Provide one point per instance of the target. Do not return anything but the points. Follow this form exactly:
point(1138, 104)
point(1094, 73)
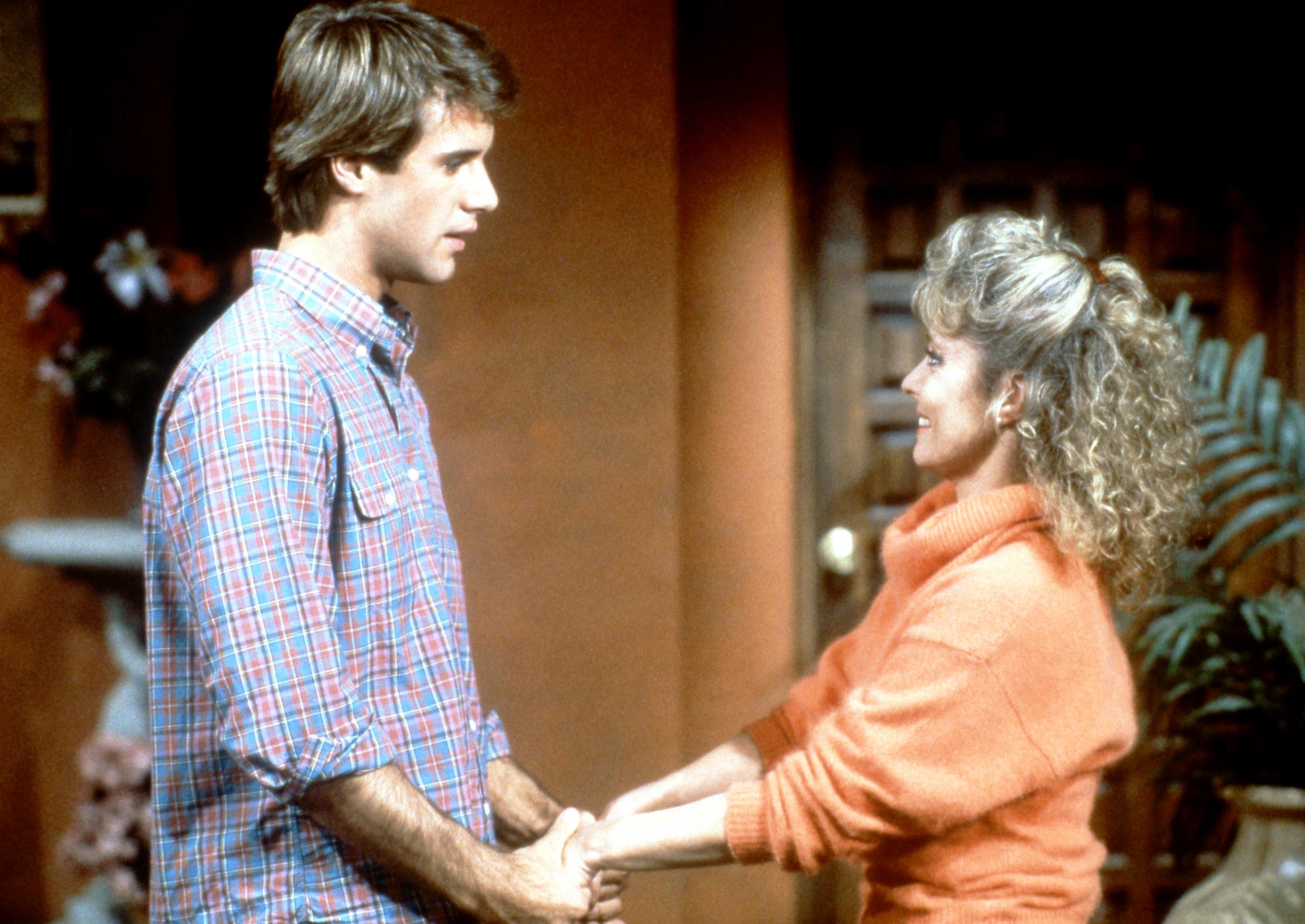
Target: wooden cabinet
point(875, 203)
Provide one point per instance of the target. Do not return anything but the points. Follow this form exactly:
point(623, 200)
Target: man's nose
point(481, 195)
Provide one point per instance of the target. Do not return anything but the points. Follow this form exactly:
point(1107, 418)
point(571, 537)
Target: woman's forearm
point(686, 835)
point(735, 761)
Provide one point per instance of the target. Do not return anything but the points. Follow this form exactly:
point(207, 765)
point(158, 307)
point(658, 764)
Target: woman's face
point(956, 438)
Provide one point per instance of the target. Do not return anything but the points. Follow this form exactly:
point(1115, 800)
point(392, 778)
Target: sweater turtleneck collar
point(939, 528)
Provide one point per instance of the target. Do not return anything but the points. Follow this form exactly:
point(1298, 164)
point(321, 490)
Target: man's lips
point(458, 238)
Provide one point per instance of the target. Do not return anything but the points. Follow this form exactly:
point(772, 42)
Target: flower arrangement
point(110, 834)
point(110, 332)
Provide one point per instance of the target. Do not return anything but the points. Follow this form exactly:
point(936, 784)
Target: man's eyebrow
point(462, 153)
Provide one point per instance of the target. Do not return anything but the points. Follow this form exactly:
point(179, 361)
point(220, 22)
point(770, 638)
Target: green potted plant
point(1222, 655)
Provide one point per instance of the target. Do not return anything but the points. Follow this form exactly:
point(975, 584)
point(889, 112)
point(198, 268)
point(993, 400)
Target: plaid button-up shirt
point(306, 615)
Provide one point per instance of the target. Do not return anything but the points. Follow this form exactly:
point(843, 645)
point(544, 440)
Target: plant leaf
point(1227, 445)
point(1261, 480)
point(1228, 703)
point(1211, 366)
point(1281, 533)
point(1195, 614)
point(1250, 516)
point(1269, 409)
point(1234, 467)
point(1189, 332)
point(1217, 426)
point(1245, 378)
point(1251, 616)
point(1292, 431)
point(1182, 310)
point(1210, 409)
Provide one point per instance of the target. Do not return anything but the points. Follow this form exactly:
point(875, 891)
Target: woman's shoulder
point(1021, 591)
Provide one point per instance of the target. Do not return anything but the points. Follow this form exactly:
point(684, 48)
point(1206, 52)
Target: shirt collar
point(383, 333)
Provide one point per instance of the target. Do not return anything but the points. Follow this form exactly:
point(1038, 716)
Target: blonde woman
point(953, 743)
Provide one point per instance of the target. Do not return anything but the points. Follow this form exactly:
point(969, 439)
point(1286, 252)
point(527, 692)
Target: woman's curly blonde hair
point(1106, 432)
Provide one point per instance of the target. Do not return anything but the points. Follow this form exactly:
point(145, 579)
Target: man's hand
point(582, 851)
point(523, 809)
point(537, 886)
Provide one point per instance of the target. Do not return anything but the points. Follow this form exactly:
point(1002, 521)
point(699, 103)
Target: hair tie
point(1095, 269)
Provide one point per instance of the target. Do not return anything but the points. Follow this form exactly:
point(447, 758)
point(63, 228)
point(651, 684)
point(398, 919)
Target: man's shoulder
point(263, 326)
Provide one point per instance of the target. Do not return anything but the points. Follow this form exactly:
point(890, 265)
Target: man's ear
point(347, 173)
point(1013, 399)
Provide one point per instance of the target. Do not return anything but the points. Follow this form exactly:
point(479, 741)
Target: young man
point(320, 752)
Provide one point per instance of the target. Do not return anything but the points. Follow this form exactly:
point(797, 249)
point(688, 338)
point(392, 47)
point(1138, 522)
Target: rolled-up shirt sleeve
point(250, 458)
point(495, 738)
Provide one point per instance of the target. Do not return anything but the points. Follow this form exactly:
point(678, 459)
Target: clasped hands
point(558, 881)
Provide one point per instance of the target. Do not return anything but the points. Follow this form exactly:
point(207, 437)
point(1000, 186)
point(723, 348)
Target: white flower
point(49, 371)
point(131, 267)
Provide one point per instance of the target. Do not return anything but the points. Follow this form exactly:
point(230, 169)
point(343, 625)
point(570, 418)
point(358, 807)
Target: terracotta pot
point(1263, 880)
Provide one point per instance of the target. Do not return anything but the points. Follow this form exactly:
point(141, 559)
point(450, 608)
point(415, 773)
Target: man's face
point(417, 218)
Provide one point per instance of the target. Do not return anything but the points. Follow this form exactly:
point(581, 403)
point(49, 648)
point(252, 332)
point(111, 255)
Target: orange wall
point(738, 431)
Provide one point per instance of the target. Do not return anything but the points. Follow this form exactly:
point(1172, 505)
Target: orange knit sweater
point(953, 742)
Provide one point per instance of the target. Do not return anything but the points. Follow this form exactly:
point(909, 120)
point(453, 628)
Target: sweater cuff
point(745, 822)
point(770, 738)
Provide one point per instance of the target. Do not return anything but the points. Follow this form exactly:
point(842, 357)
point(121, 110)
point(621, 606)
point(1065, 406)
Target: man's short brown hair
point(356, 82)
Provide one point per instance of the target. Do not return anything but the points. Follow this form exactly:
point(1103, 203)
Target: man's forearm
point(388, 820)
point(523, 811)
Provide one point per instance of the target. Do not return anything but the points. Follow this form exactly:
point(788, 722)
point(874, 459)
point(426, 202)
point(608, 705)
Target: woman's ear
point(1013, 399)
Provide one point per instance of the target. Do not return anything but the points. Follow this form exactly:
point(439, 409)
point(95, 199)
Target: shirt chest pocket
point(374, 466)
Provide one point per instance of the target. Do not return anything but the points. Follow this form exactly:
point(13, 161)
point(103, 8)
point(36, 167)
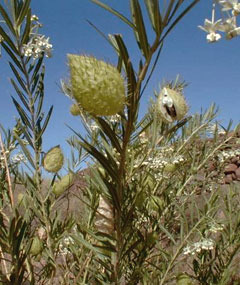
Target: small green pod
point(53, 159)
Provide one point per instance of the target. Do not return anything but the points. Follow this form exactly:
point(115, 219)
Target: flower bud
point(170, 167)
point(171, 105)
point(63, 184)
point(97, 86)
point(53, 160)
point(75, 110)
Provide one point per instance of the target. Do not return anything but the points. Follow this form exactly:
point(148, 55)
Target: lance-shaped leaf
point(20, 94)
point(110, 134)
point(23, 115)
point(123, 53)
point(25, 150)
point(23, 12)
point(154, 15)
point(18, 77)
point(8, 40)
point(114, 12)
point(45, 122)
point(140, 31)
point(27, 29)
point(7, 19)
point(13, 57)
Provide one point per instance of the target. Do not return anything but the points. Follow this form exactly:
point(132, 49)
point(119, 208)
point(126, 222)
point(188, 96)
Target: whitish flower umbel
point(98, 87)
point(37, 45)
point(171, 105)
point(53, 160)
point(211, 27)
point(229, 26)
point(204, 244)
point(233, 5)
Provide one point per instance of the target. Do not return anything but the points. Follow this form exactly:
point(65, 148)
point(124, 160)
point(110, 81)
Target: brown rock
point(227, 179)
point(230, 168)
point(237, 172)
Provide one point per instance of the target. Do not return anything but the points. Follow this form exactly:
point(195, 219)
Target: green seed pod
point(171, 105)
point(20, 198)
point(97, 86)
point(170, 167)
point(53, 160)
point(63, 184)
point(184, 279)
point(75, 110)
point(156, 203)
point(37, 246)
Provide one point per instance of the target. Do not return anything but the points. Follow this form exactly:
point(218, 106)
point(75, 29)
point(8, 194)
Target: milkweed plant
point(138, 203)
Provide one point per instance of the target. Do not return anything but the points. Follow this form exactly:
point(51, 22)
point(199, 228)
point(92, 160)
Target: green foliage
point(147, 210)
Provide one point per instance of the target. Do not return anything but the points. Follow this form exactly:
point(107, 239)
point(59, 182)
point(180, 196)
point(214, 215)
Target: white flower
point(211, 27)
point(230, 5)
point(230, 27)
point(36, 46)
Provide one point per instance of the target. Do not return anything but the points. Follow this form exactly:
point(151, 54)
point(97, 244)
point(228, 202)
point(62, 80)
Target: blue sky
point(211, 69)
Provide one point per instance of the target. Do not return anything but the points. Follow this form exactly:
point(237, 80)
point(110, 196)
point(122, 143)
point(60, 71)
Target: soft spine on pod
point(98, 87)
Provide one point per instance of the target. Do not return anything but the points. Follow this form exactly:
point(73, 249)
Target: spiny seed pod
point(171, 105)
point(170, 167)
point(156, 203)
point(37, 246)
point(104, 218)
point(183, 279)
point(97, 86)
point(75, 110)
point(63, 184)
point(53, 160)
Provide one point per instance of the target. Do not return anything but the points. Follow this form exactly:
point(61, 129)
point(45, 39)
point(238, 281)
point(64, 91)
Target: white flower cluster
point(115, 118)
point(204, 244)
point(64, 245)
point(227, 154)
point(215, 127)
point(215, 227)
point(17, 158)
point(38, 45)
point(227, 26)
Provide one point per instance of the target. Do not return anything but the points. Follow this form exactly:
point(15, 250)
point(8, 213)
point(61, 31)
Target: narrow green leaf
point(23, 12)
point(8, 40)
point(45, 123)
point(22, 114)
point(13, 57)
point(27, 29)
point(18, 77)
point(154, 15)
point(7, 20)
point(114, 12)
point(110, 133)
point(25, 150)
point(20, 94)
point(140, 31)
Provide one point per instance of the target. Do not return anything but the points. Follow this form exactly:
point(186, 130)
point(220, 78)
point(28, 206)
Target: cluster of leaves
point(137, 215)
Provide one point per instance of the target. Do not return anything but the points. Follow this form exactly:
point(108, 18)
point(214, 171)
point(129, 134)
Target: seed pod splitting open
point(98, 87)
point(171, 105)
point(53, 160)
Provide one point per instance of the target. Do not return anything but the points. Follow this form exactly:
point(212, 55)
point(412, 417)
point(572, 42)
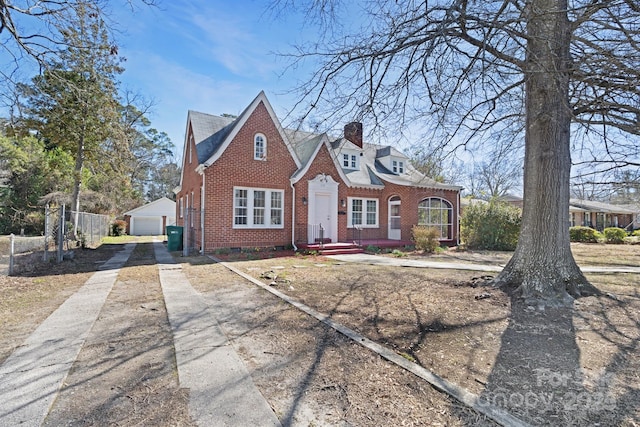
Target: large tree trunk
point(542, 270)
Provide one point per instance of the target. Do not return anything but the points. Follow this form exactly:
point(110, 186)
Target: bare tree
point(494, 179)
point(465, 69)
point(32, 34)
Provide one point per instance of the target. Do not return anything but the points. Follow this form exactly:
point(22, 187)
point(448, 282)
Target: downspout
point(202, 211)
point(293, 217)
point(458, 215)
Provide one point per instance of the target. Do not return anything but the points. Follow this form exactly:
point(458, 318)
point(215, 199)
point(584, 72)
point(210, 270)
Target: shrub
point(584, 235)
point(614, 235)
point(494, 226)
point(119, 228)
point(426, 238)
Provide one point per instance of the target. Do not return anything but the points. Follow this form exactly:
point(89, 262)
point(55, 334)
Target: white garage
point(151, 219)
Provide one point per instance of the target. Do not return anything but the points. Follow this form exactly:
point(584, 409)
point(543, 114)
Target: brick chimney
point(353, 132)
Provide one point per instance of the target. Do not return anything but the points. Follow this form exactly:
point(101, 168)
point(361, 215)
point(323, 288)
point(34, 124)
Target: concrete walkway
point(32, 376)
point(403, 262)
point(222, 392)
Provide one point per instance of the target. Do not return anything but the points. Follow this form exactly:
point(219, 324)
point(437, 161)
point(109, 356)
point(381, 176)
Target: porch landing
point(342, 248)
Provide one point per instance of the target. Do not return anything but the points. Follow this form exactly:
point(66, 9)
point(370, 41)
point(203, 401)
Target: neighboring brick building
point(249, 183)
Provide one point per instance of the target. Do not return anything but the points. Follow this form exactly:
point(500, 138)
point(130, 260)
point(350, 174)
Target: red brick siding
point(236, 167)
point(409, 196)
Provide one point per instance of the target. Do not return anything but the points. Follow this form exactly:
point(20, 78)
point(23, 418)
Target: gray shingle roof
point(593, 206)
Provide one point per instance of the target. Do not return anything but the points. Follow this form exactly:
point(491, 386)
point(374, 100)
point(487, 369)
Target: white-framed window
point(350, 161)
point(437, 213)
point(363, 213)
point(257, 208)
point(260, 147)
point(397, 166)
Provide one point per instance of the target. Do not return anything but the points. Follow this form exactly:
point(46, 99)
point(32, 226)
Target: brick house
point(249, 183)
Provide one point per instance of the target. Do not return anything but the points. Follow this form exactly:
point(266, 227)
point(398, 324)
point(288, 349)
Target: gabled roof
point(213, 134)
point(212, 147)
point(160, 206)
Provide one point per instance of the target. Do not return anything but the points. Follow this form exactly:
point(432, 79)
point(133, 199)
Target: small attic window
point(397, 167)
point(350, 161)
point(260, 147)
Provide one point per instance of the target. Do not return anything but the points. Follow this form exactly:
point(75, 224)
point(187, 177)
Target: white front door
point(324, 214)
point(394, 220)
point(323, 208)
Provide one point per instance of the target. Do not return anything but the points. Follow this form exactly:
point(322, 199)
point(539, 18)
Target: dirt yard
point(560, 367)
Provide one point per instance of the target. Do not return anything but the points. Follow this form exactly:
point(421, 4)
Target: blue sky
point(210, 56)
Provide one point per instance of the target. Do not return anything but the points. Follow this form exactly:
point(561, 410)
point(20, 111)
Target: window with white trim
point(397, 166)
point(350, 161)
point(260, 147)
point(257, 208)
point(437, 213)
point(363, 213)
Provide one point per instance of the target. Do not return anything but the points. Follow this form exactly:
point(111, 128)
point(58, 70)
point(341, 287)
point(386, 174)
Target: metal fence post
point(45, 256)
point(61, 233)
point(12, 239)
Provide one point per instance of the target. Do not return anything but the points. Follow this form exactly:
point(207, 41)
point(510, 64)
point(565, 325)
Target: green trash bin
point(174, 238)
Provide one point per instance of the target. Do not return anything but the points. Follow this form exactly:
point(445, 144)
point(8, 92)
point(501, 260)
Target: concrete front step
point(341, 251)
point(334, 248)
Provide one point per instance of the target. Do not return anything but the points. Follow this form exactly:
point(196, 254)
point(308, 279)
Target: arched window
point(436, 213)
point(260, 147)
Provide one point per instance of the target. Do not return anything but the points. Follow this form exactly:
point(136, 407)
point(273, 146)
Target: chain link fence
point(19, 253)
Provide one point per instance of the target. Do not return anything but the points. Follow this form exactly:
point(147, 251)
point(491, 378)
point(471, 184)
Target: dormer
point(393, 160)
point(349, 159)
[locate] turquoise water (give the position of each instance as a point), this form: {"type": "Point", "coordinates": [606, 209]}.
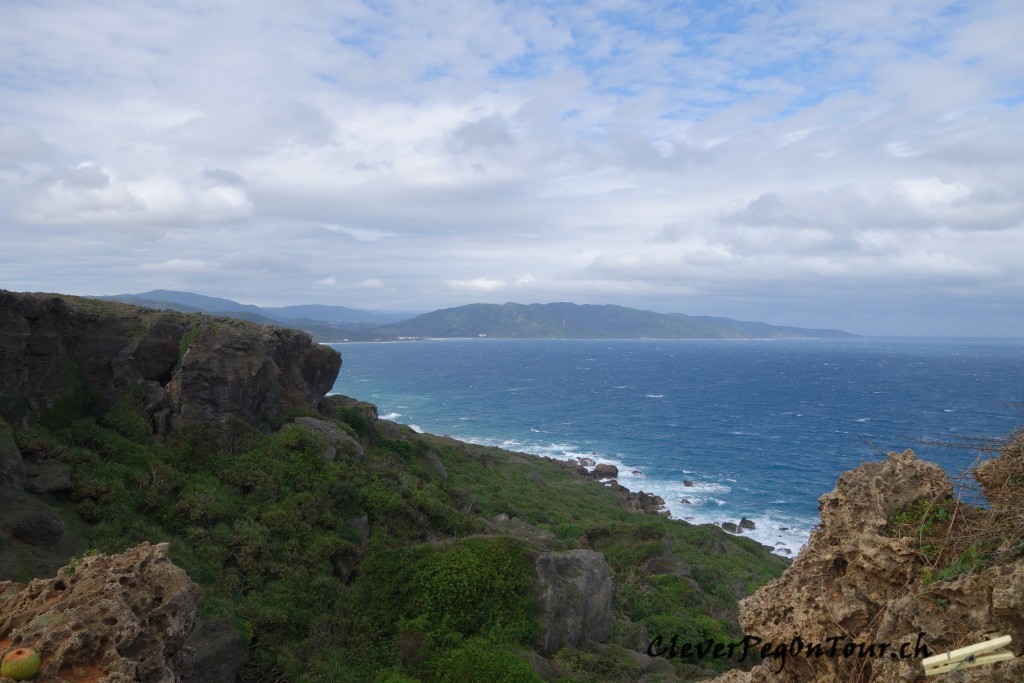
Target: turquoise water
{"type": "Point", "coordinates": [761, 428]}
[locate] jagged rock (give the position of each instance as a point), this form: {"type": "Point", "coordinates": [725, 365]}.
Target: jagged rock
{"type": "Point", "coordinates": [854, 580]}
{"type": "Point", "coordinates": [615, 486]}
{"type": "Point", "coordinates": [112, 620]}
{"type": "Point", "coordinates": [220, 652]}
{"type": "Point", "coordinates": [253, 373]}
{"type": "Point", "coordinates": [576, 599]}
{"type": "Point", "coordinates": [514, 526]}
{"type": "Point", "coordinates": [388, 429]}
{"type": "Point", "coordinates": [107, 350]}
{"type": "Point", "coordinates": [332, 406]}
{"type": "Point", "coordinates": [435, 464]}
{"type": "Point", "coordinates": [339, 442]}
{"type": "Point", "coordinates": [41, 528]}
{"type": "Point", "coordinates": [48, 476]}
{"type": "Point", "coordinates": [644, 502]}
{"type": "Point", "coordinates": [11, 465]}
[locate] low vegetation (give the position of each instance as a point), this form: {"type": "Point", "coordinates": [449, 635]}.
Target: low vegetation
{"type": "Point", "coordinates": [390, 567]}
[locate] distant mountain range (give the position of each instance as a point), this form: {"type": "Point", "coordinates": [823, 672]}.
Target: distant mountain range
{"type": "Point", "coordinates": [552, 321]}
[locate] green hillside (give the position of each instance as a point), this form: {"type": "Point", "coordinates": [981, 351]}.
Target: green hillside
{"type": "Point", "coordinates": [568, 321]}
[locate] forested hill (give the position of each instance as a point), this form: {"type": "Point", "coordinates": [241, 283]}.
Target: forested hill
{"type": "Point", "coordinates": [568, 321]}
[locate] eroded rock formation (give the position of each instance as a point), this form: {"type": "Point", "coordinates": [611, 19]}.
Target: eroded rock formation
{"type": "Point", "coordinates": [179, 368]}
{"type": "Point", "coordinates": [111, 620]}
{"type": "Point", "coordinates": [857, 583]}
{"type": "Point", "coordinates": [576, 599]}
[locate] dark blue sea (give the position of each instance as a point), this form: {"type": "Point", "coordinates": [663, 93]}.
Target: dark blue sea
{"type": "Point", "coordinates": [761, 428]}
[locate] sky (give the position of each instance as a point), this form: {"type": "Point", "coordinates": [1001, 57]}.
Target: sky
{"type": "Point", "coordinates": [850, 165]}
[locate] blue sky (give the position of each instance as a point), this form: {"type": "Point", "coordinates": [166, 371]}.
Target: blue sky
{"type": "Point", "coordinates": [822, 164]}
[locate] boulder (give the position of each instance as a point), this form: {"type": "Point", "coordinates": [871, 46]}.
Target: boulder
{"type": "Point", "coordinates": [117, 619]}
{"type": "Point", "coordinates": [856, 579]}
{"type": "Point", "coordinates": [339, 442]}
{"type": "Point", "coordinates": [181, 369]}
{"type": "Point", "coordinates": [219, 652]}
{"type": "Point", "coordinates": [576, 599]}
{"type": "Point", "coordinates": [434, 461]}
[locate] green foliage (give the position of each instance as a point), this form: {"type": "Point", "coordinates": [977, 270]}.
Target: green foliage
{"type": "Point", "coordinates": [479, 659]}
{"type": "Point", "coordinates": [576, 667]}
{"type": "Point", "coordinates": [269, 531]}
{"type": "Point", "coordinates": [964, 563]}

What you will do: Exactly the lines above from the one that contains "Target: shirt chest pocket" down to the one that contains "point(195, 219)" are to be output, both ends kept and pictures omitted.

Exercise response:
Target: shirt chest pocket
point(374, 466)
Provide one point per instance of the target. Do not return anything but the points. Follow this form exactly:
point(13, 161)
point(103, 8)
point(36, 167)
Target: small green pod
point(53, 159)
Provide one point per instance of the target. Do not return anything but the points. Follow this form exactly:
point(115, 219)
Target: flower bud
point(170, 167)
point(171, 105)
point(63, 184)
point(97, 86)
point(53, 160)
point(75, 110)
Provide one point per instance of the target. Do not return anything but the points. Follow this form exactly:
point(148, 55)
Target: lance-shaped leaf
point(20, 94)
point(110, 134)
point(23, 115)
point(123, 53)
point(25, 150)
point(23, 12)
point(154, 15)
point(18, 77)
point(8, 40)
point(114, 12)
point(45, 122)
point(140, 31)
point(27, 29)
point(7, 19)
point(13, 57)
Provide one point per instance of the target. Do not return anything but the points. Follow this form exactly:
point(132, 49)
point(119, 208)
point(126, 222)
point(188, 96)
Target: whitish flower umbel
point(98, 87)
point(37, 45)
point(171, 105)
point(53, 160)
point(211, 27)
point(229, 26)
point(204, 244)
point(233, 5)
Provide one point per instance of the target. Do not return anything but the points. Follow this form exactly:
point(65, 148)
point(124, 160)
point(110, 81)
Target: brown rock
point(227, 179)
point(230, 168)
point(237, 172)
Provide one point per instance of the target. Do not return anything but the points. Follow this form exactly:
point(195, 219)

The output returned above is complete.